** Set exercise A **
Reproduce word for word the stretch of the reflection on Orthodoxy from "A few days ago, after" through "go off nonetheless.".

** Extract to read **
□ □ □ □
As I proceeded to explore the major differences between Orthodoxy and Catholicism - papal infallibility, the addition of the filioque to the Nicene creed, and a few others - an overwhelming thought of insatiability coupled with peace of mind came over me. There is so much talk of finding "the" church, "the" religion, that I've bought into it as well. But thanks to this brief exploration of Orthodoxy, I return to my previous beliefs on the nature of the divine in that there is more than one way to experience God, to please God. In fact, Orthodoxy seems to believe this very thing. I take the following excerpt from http://oodegr.com/english/dogma/diafores1.htm :
"According to the Orthodox, since all men will see God, no religion can claim for itself the power to send people either to heaven or to hell. This means that true spiritual fathers prepare their spiritual charges so that vision of God’s glory will be heaven, and not hell, reward, and not punishment. The primary purpose of Orthodox Christianity then, is to prepare its members for an experience which every human being will sooner or later have."
A few days ago, after reading well into the night about Orthodoxy and finding myself nodding along in amazement, I was sure that I would eventually become Orthodox. But the very next day, as I continued my exploration online, I got a small taste of reality when I watched some YouTube videos of Orthodox and Eastern Catholic Divine Liturgies. My observations may not be terribly impressive to the onlooker, but they are what I have to go off nonetheless.
I knew that the Orthodox and Eastern Catholic churches prefer painted icons to statues or stained glass, but I didn't realize until I spent a good deal of time looking at them that this experience was very foreign to me. I'm no artist, mind you, but I have always had very peculiar taste when it comes to paintings, or art in general. Realism resonates with me, touches my heart, lifts my spirit. I get no spiritual, emotional, or aesthetic benefit from gazing at any artwork that leaves too much to the imagination. It boggles my mind how anyone found beauty or value in Picasso's work. So when I looked at these icons, I found them lacking in realism, and therefore unable to speak to my religious experience. I soon began to compare them to the many realistic depictions of Christ and all the other Biblical players I've seen decorate churches and especially cathedrals over the years, both in paintings, stained glass, and statues. I became very aware of how uniform the icons seemed to me - similar color palate, similar somber facial expressions. At first, I took it only as food for thought.
□ □ □ □
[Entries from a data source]
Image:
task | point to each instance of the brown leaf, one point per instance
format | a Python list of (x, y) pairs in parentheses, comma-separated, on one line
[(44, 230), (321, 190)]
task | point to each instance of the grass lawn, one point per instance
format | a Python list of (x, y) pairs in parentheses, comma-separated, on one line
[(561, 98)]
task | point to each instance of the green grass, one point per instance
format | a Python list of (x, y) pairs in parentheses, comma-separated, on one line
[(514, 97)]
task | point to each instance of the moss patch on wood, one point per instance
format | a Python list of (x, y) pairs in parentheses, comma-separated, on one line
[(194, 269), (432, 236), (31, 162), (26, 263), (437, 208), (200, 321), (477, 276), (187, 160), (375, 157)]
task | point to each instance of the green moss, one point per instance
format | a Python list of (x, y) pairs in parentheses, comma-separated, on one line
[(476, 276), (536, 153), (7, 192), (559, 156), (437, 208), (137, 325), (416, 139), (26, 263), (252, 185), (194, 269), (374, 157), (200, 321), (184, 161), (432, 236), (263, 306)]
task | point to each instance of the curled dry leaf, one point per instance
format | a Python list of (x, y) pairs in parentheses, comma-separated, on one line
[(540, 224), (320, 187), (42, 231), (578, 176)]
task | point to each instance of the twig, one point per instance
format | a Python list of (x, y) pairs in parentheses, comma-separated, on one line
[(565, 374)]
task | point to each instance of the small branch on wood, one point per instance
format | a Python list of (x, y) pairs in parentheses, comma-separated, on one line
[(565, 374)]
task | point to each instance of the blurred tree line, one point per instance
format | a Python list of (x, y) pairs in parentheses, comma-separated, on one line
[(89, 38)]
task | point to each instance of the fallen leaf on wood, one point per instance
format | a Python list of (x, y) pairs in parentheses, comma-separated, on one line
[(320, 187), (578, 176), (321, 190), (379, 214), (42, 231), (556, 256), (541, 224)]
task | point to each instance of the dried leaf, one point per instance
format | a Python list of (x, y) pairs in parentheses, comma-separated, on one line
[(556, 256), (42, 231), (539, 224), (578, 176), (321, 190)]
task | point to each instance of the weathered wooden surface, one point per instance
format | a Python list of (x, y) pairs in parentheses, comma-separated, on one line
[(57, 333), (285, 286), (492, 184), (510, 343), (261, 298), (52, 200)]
□ □ □ □
** Set exercise B **
Rewrite the stretch of entries from the line containing "task | point to each instance of the grass" through the line containing "160), (375, 157)]", putting "turf" in place of "grass" and keeping everything else the same. Return only those lines.

** Correct result A **
A few days ago, after reading well into the night about Orthodoxy and finding myself nodding along in amazement, I was sure that I would eventually become Orthodox. But the very next day, as I continued my exploration online, I got a small taste of reality when I watched some YouTube videos of Orthodox and Eastern Catholic Divine Liturgies. My observations may not be terribly impressive to the onlooker, but they are what I have to go off nonetheless.

** Correct result B **
task | point to each instance of the turf lawn, one point per instance
format | a Python list of (x, y) pairs in parentheses, comma-separated, on one line
[(561, 98)]
task | point to each instance of the green turf, one point per instance
format | a Python list of (x, y) pairs in parentheses, comma-separated, on one line
[(514, 97)]
task | point to each instance of the moss patch on wood, one point per instance
format | a Python list of (x, y) pairs in parentheses, comma-separated, on one line
[(194, 269), (432, 236), (31, 162), (26, 263), (437, 208), (200, 321), (477, 276), (187, 160), (375, 157)]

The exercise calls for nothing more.